-- Korte opdracht --
Herschrijf in het fragment over Kunduz alles vanaf "Ik schrijf deze" tot en met "hij eraan toevoegen.", en zet daarbij "donderdagochtend" in de plaats van "vrijdagochtend".

-- Gekozen fragment --
Ik schrijf deze regels op vrijdagochtend. Vanavond zal premier Rutte of een van zijn secondanten gegarandeerd op de televisie verschijnen om uit te leggen, waarom Nederland gaat helpen bij het trainen van de politie in de Afghaanse provincie Kunduz. “Wij mogen de Afghanen niet in de steek laten”, zal hij eraan toevoegen.
Mijn oude Encyclopedia Brittannica zegt over Kunduz het volgende: “Een khanaat en een stad in Afghaans Turkestan. Het khanaat wordt aan de oostzijde begrensd door Badakshan, in het westen door Tashkurgan, in het noorden door de Oxus en in het zuiden door de Hindu Kush. Het wordt vooral bewoond door Oesbeken en is het handelscentrum van een omvangrijk district, waartoe ook Kathagan behoort, waar de beste paarden van Afghanistan worden gefokt.”

-- Fragmenten uit een dataset met locatieannotaties --
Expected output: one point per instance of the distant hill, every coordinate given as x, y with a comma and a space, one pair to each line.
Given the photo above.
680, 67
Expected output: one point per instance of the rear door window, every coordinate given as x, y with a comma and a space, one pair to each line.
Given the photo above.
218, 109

-- Uitgewerkt antwoord --
Ik schrijf deze regels op donderdagochtend. Vanavond zal premier Rutte of een van zijn secondanten gegarandeerd op de televisie verschijnen om uit te leggen, waarom Nederland gaat helpen bij het trainen van de politie in de Afghaanse provincie Kunduz. “Wij mogen de Afghanen niet in de steek laten”, zal hij eraan toevoegen.